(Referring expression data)
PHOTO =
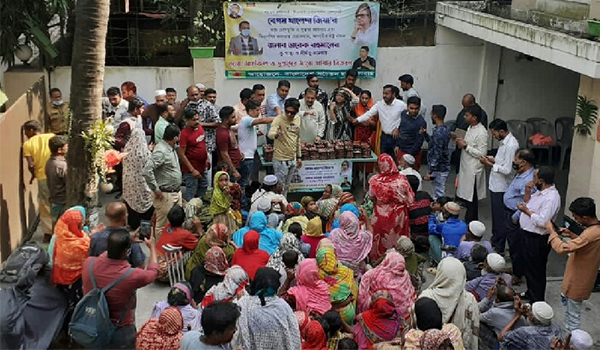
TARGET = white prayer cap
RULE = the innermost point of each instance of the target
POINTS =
(581, 340)
(477, 228)
(409, 159)
(496, 262)
(270, 180)
(542, 312)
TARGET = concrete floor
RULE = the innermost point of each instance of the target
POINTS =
(147, 296)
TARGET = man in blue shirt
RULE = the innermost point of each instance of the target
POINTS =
(445, 234)
(411, 138)
(523, 165)
(438, 156)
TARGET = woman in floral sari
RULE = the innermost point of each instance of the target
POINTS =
(339, 123)
(224, 206)
(342, 288)
(391, 194)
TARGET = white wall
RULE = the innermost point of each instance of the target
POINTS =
(147, 79)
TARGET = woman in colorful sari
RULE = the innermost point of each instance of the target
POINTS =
(458, 306)
(217, 236)
(342, 288)
(71, 245)
(269, 237)
(391, 194)
(162, 333)
(232, 287)
(266, 321)
(392, 276)
(352, 245)
(339, 123)
(310, 294)
(223, 201)
(209, 274)
(379, 323)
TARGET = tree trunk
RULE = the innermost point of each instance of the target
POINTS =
(87, 81)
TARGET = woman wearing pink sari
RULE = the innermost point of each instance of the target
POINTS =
(390, 275)
(391, 194)
(351, 244)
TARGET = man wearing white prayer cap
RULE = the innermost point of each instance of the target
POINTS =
(537, 335)
(406, 164)
(475, 232)
(493, 268)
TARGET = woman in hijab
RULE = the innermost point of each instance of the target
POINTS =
(162, 333)
(314, 234)
(209, 274)
(249, 257)
(223, 206)
(181, 297)
(425, 316)
(313, 337)
(379, 323)
(136, 193)
(311, 294)
(391, 194)
(327, 204)
(288, 242)
(390, 275)
(217, 236)
(266, 322)
(269, 238)
(70, 249)
(352, 245)
(233, 286)
(414, 262)
(339, 123)
(458, 306)
(342, 288)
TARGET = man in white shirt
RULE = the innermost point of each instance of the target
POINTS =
(389, 110)
(312, 113)
(536, 210)
(248, 141)
(501, 176)
(406, 168)
(471, 182)
(114, 106)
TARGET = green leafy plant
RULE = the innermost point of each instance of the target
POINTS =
(588, 112)
(98, 140)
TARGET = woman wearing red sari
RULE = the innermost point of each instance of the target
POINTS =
(391, 194)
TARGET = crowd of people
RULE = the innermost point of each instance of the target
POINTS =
(266, 272)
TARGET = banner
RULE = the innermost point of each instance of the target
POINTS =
(314, 175)
(291, 40)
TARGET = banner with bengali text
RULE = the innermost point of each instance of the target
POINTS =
(292, 40)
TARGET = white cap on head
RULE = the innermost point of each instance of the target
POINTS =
(270, 180)
(581, 340)
(496, 262)
(542, 312)
(477, 228)
(409, 159)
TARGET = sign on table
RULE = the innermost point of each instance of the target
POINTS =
(291, 40)
(314, 175)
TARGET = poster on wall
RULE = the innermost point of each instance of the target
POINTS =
(317, 174)
(291, 40)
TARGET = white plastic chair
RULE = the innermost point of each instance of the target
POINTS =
(176, 260)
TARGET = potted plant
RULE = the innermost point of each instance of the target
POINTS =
(594, 27)
(588, 112)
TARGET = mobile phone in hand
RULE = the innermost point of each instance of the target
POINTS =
(145, 226)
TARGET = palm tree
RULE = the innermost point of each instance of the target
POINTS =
(87, 80)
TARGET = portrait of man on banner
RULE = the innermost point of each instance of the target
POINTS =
(244, 44)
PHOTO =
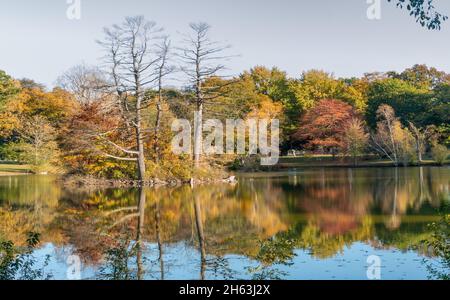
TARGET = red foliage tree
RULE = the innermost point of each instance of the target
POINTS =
(323, 126)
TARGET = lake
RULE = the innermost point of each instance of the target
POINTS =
(301, 224)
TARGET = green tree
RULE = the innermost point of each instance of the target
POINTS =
(423, 12)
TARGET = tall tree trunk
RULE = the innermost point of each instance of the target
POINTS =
(159, 239)
(198, 124)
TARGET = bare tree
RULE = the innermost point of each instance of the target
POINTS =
(163, 69)
(87, 83)
(132, 60)
(201, 59)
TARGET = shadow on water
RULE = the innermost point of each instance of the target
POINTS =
(298, 225)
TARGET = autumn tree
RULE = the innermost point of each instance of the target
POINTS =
(315, 85)
(324, 125)
(391, 139)
(86, 83)
(202, 58)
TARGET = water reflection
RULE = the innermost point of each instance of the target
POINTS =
(266, 226)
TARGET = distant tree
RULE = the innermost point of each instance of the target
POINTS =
(440, 153)
(162, 69)
(129, 49)
(355, 139)
(87, 83)
(8, 87)
(423, 11)
(391, 139)
(202, 59)
(31, 84)
(421, 137)
(324, 125)
(315, 85)
(409, 102)
(422, 76)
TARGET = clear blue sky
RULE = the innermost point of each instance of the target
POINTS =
(37, 40)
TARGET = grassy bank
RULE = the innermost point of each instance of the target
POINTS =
(7, 169)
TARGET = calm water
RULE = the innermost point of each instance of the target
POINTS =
(305, 224)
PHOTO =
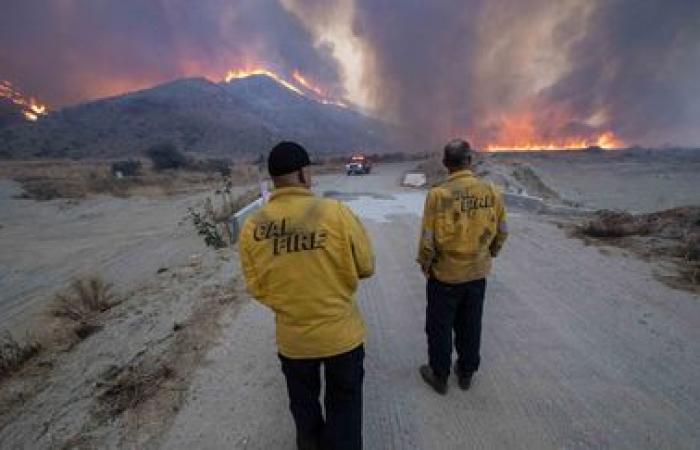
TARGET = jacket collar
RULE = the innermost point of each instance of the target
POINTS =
(296, 191)
(460, 174)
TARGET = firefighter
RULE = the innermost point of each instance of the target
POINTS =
(303, 257)
(464, 227)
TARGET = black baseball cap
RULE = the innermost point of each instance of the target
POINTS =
(287, 157)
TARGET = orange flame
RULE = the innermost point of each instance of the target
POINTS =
(299, 78)
(519, 133)
(301, 85)
(31, 108)
(245, 73)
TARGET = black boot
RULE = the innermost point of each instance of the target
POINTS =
(438, 384)
(464, 379)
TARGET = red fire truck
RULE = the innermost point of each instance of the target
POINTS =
(358, 164)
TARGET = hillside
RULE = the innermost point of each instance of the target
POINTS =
(234, 119)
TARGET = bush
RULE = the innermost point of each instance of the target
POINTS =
(14, 354)
(611, 224)
(128, 168)
(207, 228)
(166, 156)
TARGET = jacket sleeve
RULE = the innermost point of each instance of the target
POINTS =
(502, 226)
(250, 272)
(426, 243)
(360, 244)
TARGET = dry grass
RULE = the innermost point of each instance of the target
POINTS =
(615, 224)
(82, 302)
(14, 354)
(672, 234)
(244, 199)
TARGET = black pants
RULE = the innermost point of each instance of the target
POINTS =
(457, 307)
(342, 428)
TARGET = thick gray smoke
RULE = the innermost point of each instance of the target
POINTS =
(70, 50)
(492, 69)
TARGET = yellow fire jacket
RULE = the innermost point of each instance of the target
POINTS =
(302, 256)
(464, 226)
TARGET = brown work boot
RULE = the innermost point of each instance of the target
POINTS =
(439, 385)
(464, 380)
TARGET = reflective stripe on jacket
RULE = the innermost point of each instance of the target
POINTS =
(464, 226)
(302, 256)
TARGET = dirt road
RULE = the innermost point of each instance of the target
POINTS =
(581, 349)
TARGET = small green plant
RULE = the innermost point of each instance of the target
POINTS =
(206, 228)
(127, 168)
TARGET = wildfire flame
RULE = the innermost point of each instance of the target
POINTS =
(243, 73)
(301, 85)
(519, 133)
(31, 108)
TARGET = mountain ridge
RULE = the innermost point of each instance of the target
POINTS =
(229, 119)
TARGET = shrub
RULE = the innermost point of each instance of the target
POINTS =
(610, 224)
(128, 168)
(166, 156)
(222, 166)
(134, 385)
(82, 301)
(14, 354)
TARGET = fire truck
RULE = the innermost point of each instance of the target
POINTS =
(358, 164)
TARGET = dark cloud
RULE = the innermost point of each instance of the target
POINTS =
(69, 50)
(450, 67)
(640, 61)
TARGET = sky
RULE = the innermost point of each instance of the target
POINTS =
(498, 72)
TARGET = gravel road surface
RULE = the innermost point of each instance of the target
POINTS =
(581, 349)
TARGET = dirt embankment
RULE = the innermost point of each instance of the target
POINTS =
(671, 236)
(121, 384)
(65, 179)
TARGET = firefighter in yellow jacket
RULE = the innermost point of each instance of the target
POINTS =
(464, 227)
(303, 257)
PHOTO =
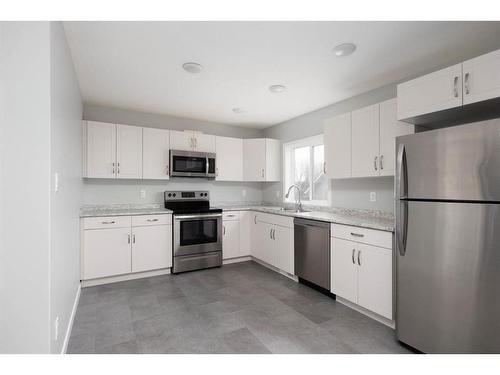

# Problem to work on
Wherever a line in the data above contains the word "flame", copy that line.

# Solution to this task
TARGET = orange flame
TARGET = wildfire flame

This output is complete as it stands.